▶ [Exercise instructions]
Check each line of the listing for the word "below" and report the ones that have it.

▶ [Records provided]
━━━━━━━━━━

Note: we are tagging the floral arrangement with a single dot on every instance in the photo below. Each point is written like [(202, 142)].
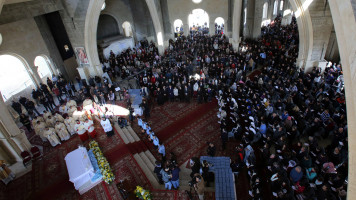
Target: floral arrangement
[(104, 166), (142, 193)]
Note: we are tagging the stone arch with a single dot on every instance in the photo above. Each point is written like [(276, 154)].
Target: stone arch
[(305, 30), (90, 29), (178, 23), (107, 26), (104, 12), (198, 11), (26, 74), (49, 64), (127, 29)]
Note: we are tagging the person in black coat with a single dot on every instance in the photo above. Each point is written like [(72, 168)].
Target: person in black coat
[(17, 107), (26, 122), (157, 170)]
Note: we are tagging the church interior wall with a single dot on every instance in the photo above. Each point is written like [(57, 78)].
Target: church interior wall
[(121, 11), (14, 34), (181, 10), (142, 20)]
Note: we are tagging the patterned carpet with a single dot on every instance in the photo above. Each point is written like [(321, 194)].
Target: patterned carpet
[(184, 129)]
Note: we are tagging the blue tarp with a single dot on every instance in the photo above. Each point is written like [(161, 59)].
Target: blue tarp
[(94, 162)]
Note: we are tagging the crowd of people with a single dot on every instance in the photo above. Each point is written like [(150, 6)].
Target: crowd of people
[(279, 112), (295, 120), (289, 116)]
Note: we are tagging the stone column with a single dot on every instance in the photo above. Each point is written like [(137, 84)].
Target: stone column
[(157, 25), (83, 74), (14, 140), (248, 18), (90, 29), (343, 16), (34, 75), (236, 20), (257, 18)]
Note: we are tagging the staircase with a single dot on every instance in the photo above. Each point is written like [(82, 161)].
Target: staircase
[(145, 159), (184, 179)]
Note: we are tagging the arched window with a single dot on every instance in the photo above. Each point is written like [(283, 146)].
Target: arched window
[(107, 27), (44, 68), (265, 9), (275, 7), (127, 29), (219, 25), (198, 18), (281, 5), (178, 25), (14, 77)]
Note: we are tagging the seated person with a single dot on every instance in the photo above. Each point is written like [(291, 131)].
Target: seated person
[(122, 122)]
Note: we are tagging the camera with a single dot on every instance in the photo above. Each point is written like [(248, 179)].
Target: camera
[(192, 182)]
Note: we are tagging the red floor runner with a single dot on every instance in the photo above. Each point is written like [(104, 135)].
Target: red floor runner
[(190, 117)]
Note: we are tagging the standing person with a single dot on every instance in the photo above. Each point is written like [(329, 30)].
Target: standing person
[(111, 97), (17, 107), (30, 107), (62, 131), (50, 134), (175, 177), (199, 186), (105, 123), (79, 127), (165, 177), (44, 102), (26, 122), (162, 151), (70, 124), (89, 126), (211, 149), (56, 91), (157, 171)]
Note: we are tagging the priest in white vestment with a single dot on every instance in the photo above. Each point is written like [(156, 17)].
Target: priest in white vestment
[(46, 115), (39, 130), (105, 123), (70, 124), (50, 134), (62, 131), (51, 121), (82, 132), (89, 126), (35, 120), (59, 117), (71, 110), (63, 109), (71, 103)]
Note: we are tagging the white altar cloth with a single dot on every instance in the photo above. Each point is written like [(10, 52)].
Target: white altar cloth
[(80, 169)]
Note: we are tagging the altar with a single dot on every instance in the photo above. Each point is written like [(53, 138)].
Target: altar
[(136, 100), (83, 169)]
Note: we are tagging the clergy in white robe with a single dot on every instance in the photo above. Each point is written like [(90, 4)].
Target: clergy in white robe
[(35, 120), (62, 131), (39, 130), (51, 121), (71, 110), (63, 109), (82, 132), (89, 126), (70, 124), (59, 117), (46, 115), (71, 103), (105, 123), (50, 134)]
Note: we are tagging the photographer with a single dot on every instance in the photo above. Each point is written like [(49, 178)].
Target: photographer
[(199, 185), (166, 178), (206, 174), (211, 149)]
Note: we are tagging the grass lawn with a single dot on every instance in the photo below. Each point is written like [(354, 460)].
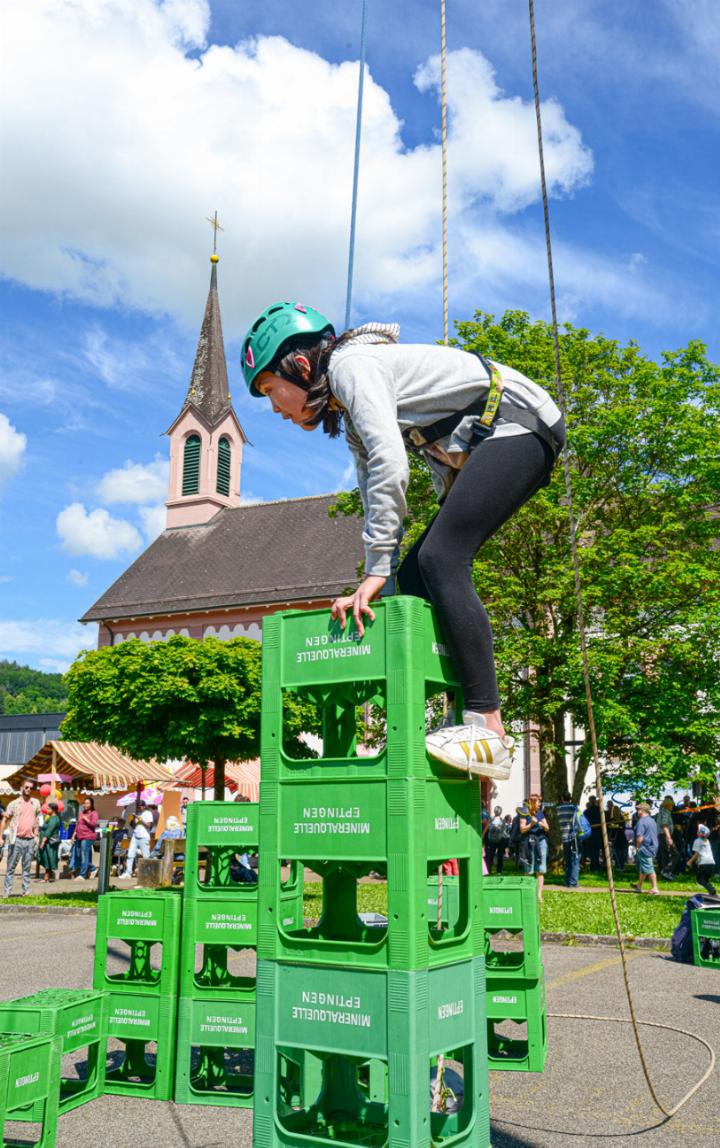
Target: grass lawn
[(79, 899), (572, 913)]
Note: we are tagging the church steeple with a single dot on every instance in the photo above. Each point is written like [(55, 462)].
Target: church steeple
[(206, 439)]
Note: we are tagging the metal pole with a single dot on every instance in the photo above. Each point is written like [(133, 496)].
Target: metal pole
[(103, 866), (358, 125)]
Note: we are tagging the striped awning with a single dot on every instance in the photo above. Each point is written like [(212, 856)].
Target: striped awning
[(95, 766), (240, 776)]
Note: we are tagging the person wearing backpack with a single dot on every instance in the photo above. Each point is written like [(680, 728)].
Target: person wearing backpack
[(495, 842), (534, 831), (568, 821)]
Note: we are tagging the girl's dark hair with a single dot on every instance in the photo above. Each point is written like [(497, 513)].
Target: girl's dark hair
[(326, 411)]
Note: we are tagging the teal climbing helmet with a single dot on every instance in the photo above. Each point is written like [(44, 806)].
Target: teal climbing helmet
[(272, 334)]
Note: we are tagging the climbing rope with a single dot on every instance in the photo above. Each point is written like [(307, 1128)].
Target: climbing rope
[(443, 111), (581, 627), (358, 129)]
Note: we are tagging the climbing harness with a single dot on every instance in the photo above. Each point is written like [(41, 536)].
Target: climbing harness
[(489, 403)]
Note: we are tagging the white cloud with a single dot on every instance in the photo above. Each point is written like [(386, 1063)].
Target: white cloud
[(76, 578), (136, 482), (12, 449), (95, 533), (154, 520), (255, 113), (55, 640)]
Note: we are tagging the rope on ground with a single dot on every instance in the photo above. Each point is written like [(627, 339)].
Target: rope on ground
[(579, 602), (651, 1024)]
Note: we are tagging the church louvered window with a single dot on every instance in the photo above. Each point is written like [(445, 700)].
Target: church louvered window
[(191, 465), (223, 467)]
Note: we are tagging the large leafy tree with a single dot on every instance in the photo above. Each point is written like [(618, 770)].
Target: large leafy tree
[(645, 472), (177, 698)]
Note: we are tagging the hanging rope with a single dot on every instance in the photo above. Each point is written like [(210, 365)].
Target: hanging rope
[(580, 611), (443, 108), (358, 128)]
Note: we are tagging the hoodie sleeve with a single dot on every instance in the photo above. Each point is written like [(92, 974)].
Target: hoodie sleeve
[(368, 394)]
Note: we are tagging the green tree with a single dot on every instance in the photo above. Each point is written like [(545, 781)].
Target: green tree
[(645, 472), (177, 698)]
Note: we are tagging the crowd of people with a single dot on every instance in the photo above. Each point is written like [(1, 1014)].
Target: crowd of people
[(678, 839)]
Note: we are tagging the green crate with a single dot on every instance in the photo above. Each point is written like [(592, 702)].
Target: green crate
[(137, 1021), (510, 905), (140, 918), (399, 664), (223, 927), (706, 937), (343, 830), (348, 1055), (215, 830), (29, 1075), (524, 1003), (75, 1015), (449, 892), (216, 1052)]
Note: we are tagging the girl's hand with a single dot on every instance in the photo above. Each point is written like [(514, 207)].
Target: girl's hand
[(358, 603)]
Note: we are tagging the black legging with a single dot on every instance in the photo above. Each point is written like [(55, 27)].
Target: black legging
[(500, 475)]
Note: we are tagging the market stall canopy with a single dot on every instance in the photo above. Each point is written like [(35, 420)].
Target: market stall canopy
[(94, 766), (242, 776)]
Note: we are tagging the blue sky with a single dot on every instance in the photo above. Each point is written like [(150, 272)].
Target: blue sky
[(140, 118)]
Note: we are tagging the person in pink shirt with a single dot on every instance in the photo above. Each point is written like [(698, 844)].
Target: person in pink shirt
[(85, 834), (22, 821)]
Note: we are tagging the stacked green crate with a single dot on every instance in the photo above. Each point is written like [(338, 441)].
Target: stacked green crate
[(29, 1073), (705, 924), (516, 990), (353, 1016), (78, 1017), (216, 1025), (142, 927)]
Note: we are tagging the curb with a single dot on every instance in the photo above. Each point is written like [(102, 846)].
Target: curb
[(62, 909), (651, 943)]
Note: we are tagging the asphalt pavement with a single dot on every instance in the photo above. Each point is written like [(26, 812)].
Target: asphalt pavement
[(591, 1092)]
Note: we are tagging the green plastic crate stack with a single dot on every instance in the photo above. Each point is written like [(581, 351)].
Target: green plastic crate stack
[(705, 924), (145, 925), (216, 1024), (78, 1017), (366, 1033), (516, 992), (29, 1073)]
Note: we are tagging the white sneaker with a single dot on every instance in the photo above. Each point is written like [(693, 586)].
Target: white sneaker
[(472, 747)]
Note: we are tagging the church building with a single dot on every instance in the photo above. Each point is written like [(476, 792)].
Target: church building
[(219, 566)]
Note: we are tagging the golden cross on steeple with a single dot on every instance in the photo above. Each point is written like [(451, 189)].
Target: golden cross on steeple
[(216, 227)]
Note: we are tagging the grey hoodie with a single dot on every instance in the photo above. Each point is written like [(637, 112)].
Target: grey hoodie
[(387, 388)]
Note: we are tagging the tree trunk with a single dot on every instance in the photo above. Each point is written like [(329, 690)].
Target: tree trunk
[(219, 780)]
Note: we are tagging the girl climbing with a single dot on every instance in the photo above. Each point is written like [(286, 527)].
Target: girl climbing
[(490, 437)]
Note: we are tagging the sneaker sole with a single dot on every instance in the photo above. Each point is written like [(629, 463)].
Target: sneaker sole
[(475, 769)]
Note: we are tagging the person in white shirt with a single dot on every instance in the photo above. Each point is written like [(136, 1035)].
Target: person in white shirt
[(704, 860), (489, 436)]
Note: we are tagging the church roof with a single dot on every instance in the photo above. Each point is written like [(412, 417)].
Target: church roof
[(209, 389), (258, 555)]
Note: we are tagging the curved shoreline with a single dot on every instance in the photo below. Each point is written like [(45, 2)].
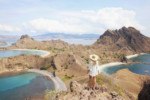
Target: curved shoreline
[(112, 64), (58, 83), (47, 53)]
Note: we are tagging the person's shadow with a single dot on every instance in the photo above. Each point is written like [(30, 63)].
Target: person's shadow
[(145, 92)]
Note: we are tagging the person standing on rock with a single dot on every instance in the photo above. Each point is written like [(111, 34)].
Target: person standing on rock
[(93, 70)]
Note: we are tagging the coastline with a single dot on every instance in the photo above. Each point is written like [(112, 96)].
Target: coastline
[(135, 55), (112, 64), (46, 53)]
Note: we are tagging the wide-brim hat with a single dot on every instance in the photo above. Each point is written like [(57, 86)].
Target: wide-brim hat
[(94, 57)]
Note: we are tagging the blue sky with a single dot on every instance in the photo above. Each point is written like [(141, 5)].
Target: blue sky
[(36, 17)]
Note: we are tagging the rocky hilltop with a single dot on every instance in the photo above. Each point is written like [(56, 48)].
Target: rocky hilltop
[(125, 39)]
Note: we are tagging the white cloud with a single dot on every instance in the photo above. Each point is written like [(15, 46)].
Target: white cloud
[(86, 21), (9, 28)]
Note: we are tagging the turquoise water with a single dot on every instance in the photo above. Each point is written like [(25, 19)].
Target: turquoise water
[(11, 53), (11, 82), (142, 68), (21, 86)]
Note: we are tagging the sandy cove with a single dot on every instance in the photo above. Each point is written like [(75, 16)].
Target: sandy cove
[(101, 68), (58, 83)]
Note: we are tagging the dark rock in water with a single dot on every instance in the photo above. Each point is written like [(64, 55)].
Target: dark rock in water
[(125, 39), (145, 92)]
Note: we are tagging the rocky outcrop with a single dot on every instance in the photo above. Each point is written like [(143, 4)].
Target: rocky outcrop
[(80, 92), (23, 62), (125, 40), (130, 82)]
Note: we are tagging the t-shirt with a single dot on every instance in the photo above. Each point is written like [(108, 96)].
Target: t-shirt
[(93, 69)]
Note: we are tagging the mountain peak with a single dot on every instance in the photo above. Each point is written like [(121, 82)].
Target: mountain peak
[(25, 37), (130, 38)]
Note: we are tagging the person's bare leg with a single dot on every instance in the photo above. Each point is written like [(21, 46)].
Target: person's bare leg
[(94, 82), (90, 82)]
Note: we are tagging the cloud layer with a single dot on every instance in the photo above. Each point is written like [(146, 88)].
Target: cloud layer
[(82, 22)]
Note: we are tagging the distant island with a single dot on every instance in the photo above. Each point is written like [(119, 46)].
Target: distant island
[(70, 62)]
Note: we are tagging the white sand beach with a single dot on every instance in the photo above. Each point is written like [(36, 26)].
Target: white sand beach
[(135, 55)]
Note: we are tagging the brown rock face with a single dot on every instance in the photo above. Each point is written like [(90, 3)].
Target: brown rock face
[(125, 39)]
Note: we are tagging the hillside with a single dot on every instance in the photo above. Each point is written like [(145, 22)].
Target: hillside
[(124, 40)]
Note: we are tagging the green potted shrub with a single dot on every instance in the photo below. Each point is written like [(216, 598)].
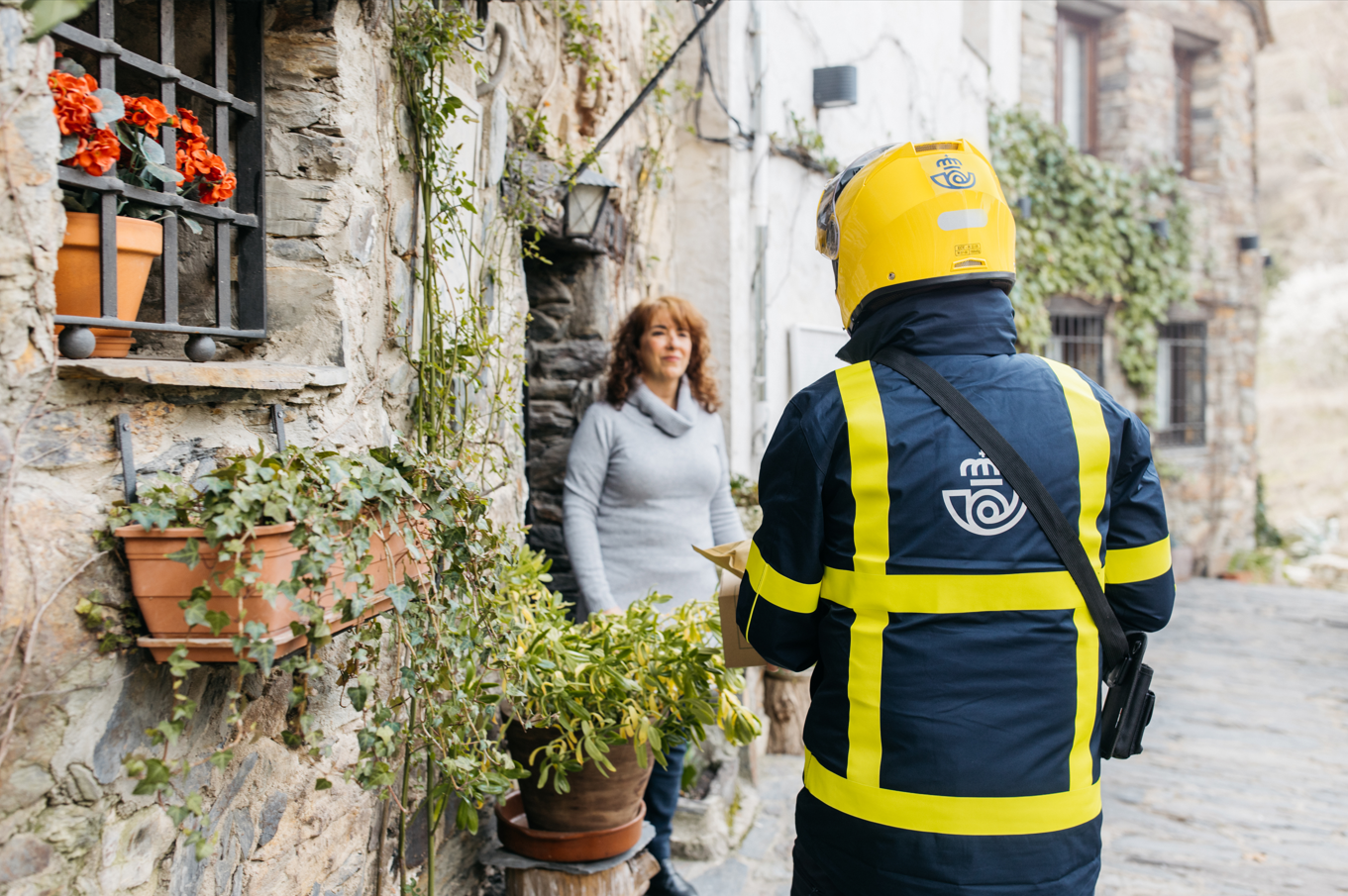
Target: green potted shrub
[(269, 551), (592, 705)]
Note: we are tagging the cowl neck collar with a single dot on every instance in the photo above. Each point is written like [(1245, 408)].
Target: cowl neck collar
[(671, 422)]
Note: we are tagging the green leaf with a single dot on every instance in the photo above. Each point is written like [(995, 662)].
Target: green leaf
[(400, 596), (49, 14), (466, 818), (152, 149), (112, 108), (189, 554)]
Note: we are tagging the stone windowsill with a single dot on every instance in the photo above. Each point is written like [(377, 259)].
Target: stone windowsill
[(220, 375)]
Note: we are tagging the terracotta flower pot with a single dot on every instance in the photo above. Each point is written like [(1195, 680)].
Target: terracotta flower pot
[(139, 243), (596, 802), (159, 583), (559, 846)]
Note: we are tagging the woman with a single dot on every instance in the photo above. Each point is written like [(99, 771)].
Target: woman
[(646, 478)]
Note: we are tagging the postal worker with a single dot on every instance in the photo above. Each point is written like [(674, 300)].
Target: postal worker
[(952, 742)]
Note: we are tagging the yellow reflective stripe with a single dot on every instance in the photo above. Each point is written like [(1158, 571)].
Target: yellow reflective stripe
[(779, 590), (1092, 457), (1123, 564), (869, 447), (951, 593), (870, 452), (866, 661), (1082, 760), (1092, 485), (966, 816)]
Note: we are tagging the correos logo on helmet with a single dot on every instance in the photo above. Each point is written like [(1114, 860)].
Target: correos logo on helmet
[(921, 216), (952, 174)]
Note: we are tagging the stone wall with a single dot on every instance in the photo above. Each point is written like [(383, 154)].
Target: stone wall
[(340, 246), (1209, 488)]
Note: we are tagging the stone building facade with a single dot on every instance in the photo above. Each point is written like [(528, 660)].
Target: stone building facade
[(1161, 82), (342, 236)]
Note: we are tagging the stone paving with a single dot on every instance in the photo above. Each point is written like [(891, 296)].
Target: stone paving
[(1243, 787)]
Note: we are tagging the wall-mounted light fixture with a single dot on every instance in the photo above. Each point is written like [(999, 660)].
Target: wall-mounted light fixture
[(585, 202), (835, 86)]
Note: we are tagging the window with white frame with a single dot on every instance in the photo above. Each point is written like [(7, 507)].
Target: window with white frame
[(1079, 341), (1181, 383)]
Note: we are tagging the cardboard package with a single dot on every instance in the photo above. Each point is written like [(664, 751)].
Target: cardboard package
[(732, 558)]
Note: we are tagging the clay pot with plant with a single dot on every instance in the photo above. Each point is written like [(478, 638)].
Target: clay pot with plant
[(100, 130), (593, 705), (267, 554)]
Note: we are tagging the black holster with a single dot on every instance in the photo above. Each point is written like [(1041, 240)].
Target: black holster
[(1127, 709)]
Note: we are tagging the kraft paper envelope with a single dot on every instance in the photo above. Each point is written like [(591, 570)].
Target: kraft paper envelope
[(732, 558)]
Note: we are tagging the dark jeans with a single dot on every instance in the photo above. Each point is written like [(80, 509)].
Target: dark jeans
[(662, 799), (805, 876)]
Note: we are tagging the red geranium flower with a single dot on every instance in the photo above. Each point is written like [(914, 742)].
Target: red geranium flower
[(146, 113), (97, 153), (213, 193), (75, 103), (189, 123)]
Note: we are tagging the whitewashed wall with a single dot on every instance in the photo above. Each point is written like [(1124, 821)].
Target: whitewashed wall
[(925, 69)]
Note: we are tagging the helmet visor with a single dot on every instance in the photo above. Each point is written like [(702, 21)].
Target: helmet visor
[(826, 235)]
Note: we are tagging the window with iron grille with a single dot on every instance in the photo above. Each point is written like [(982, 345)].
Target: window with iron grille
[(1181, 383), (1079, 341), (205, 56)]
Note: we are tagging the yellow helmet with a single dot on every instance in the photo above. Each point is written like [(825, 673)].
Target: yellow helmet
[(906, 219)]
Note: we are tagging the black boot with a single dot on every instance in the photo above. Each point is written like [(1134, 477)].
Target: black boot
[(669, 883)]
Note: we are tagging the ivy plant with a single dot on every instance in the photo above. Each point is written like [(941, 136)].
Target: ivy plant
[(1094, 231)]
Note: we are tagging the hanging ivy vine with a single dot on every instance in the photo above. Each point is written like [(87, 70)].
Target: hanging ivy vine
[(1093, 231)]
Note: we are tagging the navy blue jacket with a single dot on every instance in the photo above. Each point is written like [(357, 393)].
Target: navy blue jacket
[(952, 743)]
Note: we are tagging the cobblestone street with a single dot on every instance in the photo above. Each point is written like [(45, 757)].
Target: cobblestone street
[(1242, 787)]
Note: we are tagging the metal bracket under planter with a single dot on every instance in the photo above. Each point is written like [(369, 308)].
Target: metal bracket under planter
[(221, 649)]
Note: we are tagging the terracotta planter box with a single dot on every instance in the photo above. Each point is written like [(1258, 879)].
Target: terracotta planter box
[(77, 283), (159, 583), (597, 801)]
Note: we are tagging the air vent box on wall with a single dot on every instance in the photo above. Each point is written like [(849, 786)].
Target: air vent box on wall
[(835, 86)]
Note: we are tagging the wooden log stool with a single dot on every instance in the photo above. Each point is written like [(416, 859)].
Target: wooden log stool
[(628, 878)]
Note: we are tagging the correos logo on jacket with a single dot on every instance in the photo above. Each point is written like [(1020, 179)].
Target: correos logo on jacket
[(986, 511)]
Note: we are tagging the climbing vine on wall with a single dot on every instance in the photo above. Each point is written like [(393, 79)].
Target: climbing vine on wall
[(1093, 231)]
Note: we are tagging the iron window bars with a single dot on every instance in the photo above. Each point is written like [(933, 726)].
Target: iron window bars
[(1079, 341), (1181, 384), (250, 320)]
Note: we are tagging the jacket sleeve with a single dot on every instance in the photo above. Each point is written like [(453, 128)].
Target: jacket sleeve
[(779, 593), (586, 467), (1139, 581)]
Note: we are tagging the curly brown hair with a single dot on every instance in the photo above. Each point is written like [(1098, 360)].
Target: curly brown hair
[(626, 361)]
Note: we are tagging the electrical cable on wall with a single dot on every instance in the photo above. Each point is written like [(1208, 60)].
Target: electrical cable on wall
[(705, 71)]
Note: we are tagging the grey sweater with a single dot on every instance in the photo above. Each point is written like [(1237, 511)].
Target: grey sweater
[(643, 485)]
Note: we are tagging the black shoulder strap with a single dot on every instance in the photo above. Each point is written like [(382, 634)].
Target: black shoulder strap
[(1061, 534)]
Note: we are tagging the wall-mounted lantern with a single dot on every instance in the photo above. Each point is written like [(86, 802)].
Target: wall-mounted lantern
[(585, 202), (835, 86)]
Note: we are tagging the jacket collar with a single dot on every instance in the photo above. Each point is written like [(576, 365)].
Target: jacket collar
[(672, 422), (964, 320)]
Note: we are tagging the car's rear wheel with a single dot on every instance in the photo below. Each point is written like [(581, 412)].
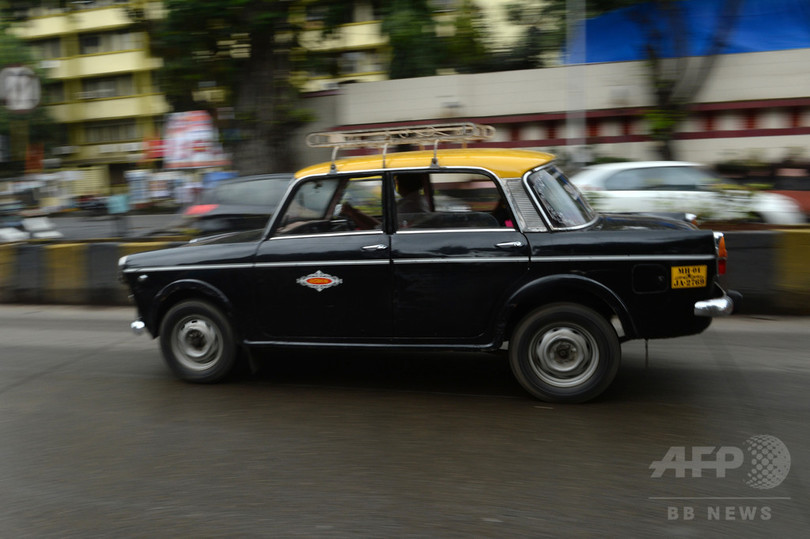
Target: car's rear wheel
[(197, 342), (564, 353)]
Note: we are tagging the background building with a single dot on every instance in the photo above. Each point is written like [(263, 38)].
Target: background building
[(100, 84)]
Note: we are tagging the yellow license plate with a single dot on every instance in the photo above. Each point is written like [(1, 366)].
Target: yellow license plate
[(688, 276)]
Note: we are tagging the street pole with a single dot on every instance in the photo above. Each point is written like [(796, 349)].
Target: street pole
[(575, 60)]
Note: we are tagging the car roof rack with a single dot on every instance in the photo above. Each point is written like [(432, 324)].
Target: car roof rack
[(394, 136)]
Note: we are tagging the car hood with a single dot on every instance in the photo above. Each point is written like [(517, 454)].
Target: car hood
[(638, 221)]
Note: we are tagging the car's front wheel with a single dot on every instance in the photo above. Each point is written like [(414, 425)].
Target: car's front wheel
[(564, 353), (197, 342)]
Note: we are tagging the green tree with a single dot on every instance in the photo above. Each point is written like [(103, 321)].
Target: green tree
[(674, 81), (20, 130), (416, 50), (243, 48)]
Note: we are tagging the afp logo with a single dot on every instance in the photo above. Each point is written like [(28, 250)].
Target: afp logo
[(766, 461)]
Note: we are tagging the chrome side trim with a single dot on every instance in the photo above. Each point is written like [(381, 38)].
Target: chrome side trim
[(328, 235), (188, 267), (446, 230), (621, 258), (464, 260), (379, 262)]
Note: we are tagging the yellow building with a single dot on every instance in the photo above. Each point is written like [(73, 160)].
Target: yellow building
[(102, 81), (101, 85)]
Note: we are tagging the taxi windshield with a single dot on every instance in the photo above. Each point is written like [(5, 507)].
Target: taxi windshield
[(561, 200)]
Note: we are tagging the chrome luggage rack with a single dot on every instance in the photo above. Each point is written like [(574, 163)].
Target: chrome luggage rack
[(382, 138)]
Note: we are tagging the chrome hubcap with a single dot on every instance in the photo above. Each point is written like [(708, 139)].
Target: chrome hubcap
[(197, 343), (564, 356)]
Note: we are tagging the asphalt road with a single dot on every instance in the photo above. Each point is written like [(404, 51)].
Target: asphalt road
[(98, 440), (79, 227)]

━━━━━━━━━━

▶ [Response to this exercise]
Note: we are tagging the floral arrangement with a single dot on every instance in the photo below. Each point is written like [(202, 142)].
Note: we are tagging the grass lawn with a single dot on every instance in the photo below. Each point is written like [(354, 460)].
Note: we are tagging the curved shoreline with a single dot on every instance in the photo below. Each point is written like [(45, 2)].
Note: we are tagging the green potted shrub with a single dot on every instance in the photo below. Each point is written like [(216, 598)].
Note: we are tagging the car's rear wheel with a single dot on every instance in the photo below. Each point is written like [(581, 412)].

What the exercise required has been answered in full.